What you are asked to do:
Rewrite every row below with each "top-left corner" swapped for "upper-left corner", leaving all other text unchanged.

Input material:

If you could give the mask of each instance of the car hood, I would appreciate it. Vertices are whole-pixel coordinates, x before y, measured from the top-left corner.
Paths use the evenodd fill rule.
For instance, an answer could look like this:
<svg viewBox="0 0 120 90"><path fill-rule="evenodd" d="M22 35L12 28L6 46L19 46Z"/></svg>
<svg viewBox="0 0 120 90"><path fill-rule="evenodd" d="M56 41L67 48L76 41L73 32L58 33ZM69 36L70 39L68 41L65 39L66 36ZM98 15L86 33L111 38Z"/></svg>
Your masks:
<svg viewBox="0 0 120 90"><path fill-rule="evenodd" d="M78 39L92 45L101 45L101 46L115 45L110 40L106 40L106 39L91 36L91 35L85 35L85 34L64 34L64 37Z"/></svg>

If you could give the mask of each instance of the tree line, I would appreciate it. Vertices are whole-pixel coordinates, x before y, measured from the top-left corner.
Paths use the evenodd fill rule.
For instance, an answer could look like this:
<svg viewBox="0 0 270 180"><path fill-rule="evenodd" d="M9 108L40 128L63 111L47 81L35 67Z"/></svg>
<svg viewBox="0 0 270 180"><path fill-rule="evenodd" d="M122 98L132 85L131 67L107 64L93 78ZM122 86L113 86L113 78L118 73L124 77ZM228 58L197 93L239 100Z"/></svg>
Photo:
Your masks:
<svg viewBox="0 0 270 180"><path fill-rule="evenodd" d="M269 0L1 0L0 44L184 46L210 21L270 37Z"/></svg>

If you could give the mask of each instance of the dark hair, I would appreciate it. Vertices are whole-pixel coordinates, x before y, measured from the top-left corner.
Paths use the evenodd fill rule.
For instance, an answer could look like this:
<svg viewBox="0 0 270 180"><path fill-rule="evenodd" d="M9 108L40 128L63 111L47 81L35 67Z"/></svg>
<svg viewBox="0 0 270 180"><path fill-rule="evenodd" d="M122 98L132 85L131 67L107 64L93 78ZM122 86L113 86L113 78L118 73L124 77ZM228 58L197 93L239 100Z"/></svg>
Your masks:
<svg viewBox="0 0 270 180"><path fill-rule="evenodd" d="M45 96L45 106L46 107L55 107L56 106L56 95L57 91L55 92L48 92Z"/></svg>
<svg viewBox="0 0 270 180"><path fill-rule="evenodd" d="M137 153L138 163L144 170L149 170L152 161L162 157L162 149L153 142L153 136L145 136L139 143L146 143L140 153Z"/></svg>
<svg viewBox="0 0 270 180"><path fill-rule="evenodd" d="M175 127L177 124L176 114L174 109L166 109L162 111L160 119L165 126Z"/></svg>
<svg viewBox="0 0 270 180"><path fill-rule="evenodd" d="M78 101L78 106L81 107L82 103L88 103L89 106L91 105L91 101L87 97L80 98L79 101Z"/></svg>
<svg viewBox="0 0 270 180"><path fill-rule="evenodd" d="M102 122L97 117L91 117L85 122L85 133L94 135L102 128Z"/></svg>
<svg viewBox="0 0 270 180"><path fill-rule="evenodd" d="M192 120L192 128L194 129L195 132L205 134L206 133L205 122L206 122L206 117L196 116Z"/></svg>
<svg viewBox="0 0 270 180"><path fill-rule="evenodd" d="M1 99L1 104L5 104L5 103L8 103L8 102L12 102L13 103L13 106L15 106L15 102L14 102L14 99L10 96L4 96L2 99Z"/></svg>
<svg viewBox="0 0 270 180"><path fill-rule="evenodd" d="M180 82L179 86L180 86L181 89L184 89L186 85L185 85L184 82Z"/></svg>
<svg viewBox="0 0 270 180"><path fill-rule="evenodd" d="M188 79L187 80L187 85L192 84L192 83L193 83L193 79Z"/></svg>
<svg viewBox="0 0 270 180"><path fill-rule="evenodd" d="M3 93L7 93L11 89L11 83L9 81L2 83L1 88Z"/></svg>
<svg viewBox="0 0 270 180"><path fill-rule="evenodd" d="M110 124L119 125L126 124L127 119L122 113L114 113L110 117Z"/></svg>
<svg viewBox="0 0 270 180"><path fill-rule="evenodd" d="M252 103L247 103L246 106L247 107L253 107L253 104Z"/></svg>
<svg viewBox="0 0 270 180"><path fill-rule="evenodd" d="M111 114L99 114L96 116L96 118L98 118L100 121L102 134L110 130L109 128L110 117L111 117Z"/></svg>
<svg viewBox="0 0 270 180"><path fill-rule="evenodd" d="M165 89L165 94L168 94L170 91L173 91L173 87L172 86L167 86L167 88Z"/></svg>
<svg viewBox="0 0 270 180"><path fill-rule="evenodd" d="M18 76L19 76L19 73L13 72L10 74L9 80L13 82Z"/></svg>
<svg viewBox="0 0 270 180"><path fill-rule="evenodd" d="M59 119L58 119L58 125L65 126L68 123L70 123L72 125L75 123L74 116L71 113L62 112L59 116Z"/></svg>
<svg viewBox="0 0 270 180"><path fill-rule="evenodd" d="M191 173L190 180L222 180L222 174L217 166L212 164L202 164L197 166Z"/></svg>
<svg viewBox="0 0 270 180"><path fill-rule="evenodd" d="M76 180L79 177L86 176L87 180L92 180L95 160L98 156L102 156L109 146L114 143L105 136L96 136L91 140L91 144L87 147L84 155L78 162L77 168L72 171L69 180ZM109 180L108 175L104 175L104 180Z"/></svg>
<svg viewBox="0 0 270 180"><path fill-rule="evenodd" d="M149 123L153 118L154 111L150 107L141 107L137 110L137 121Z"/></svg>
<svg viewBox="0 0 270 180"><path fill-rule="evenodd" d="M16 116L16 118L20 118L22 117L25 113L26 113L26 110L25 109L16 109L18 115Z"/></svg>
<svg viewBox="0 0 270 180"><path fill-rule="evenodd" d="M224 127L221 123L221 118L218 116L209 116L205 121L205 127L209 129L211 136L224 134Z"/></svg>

Worked answer:
If you could give the mask of each instance of the car hood, I would appreciate it. Vertices are whole-pixel coordinates, x before y, measured from the upper-left corner.
Paths use the evenodd fill rule.
For instance, an answer could look like this:
<svg viewBox="0 0 120 90"><path fill-rule="evenodd" d="M22 35L12 28L6 46L19 46Z"/></svg>
<svg viewBox="0 0 120 90"><path fill-rule="evenodd" d="M56 41L67 48L76 41L73 32L58 33ZM69 36L70 39L68 41L65 39L66 36ZM98 15L86 33L111 38Z"/></svg>
Your masks:
<svg viewBox="0 0 120 90"><path fill-rule="evenodd" d="M78 39L92 45L101 45L101 46L115 45L110 40L106 40L106 39L91 36L91 35L85 35L85 34L64 34L64 37Z"/></svg>

If you could give the mask of each instance of the tree line, I would appreciate it. Vertices are whole-pixel coordinates, x before y, measured from the upper-left corner.
Paths use the evenodd fill rule.
For instance, an answer could look like this:
<svg viewBox="0 0 270 180"><path fill-rule="evenodd" d="M9 108L40 128L63 111L47 81L35 67Z"/></svg>
<svg viewBox="0 0 270 180"><path fill-rule="evenodd" d="M122 98L132 85L131 67L107 64L93 78ZM122 86L113 86L113 78L118 73L124 77ZM228 58L197 93L239 100Z"/></svg>
Photo:
Your masks:
<svg viewBox="0 0 270 180"><path fill-rule="evenodd" d="M269 0L1 0L0 44L184 46L210 21L270 37Z"/></svg>

If you could give the mask of each instance of the dark hair, I would appreciate it. Vertices are whole-pixel coordinates, x before y, measured from the upper-left corner.
Paths use the evenodd fill rule.
For instance, an answer could look like this:
<svg viewBox="0 0 270 180"><path fill-rule="evenodd" d="M9 108L40 128L63 111L47 81L35 67Z"/></svg>
<svg viewBox="0 0 270 180"><path fill-rule="evenodd" d="M122 98L132 85L131 67L107 64L93 78ZM122 86L113 86L113 78L118 73L124 77ZM228 58L197 93L239 100Z"/></svg>
Your masks:
<svg viewBox="0 0 270 180"><path fill-rule="evenodd" d="M45 96L45 106L46 107L55 107L56 106L56 95L57 91L55 92L48 92Z"/></svg>
<svg viewBox="0 0 270 180"><path fill-rule="evenodd" d="M137 153L138 163L144 170L149 170L152 161L162 157L162 149L153 142L153 136L145 136L139 143L146 143L140 153Z"/></svg>
<svg viewBox="0 0 270 180"><path fill-rule="evenodd" d="M175 127L177 124L176 114L174 109L166 109L162 111L160 119L165 126Z"/></svg>
<svg viewBox="0 0 270 180"><path fill-rule="evenodd" d="M78 101L78 106L81 107L82 103L88 103L89 106L91 105L91 101L87 97L80 98L79 101Z"/></svg>
<svg viewBox="0 0 270 180"><path fill-rule="evenodd" d="M102 122L97 117L91 117L85 122L85 133L94 135L102 128Z"/></svg>
<svg viewBox="0 0 270 180"><path fill-rule="evenodd" d="M192 120L192 128L194 129L195 132L205 134L206 133L205 122L206 122L206 117L196 116Z"/></svg>
<svg viewBox="0 0 270 180"><path fill-rule="evenodd" d="M1 99L1 104L5 104L5 103L8 103L8 102L12 102L13 103L13 106L15 106L15 102L14 102L14 99L10 96L4 96L2 99Z"/></svg>
<svg viewBox="0 0 270 180"><path fill-rule="evenodd" d="M180 82L179 86L180 86L181 89L184 89L186 85L185 85L184 82Z"/></svg>
<svg viewBox="0 0 270 180"><path fill-rule="evenodd" d="M188 79L187 80L187 85L192 84L192 83L193 83L193 79Z"/></svg>
<svg viewBox="0 0 270 180"><path fill-rule="evenodd" d="M3 93L7 93L11 89L11 83L9 81L2 83L1 88Z"/></svg>
<svg viewBox="0 0 270 180"><path fill-rule="evenodd" d="M110 124L119 125L126 124L127 119L122 113L114 113L110 117Z"/></svg>
<svg viewBox="0 0 270 180"><path fill-rule="evenodd" d="M252 103L247 103L246 106L247 107L253 107L253 104Z"/></svg>
<svg viewBox="0 0 270 180"><path fill-rule="evenodd" d="M111 114L99 114L96 116L96 118L98 118L100 121L102 134L110 130L109 128L110 117L111 117Z"/></svg>
<svg viewBox="0 0 270 180"><path fill-rule="evenodd" d="M165 89L165 94L168 94L170 91L173 91L173 87L172 86L167 86L167 88Z"/></svg>
<svg viewBox="0 0 270 180"><path fill-rule="evenodd" d="M18 76L19 76L19 73L13 72L10 74L9 80L13 82Z"/></svg>
<svg viewBox="0 0 270 180"><path fill-rule="evenodd" d="M59 119L58 119L58 125L65 126L68 123L70 123L72 125L75 123L74 116L71 113L62 112L59 116Z"/></svg>
<svg viewBox="0 0 270 180"><path fill-rule="evenodd" d="M191 173L190 180L222 180L222 174L217 166L212 164L202 164L197 166Z"/></svg>
<svg viewBox="0 0 270 180"><path fill-rule="evenodd" d="M76 180L79 177L86 176L87 180L92 180L95 160L98 156L102 156L109 146L114 143L105 136L96 136L91 140L91 144L87 147L84 155L78 162L77 168L72 171L69 180ZM109 180L108 175L104 175L104 180Z"/></svg>
<svg viewBox="0 0 270 180"><path fill-rule="evenodd" d="M149 123L153 118L154 111L150 107L141 107L137 110L137 121Z"/></svg>
<svg viewBox="0 0 270 180"><path fill-rule="evenodd" d="M16 116L16 118L20 118L22 117L25 113L26 113L26 110L25 109L16 109L18 115Z"/></svg>
<svg viewBox="0 0 270 180"><path fill-rule="evenodd" d="M224 127L221 123L221 118L218 116L209 116L205 121L205 127L209 129L211 136L224 134Z"/></svg>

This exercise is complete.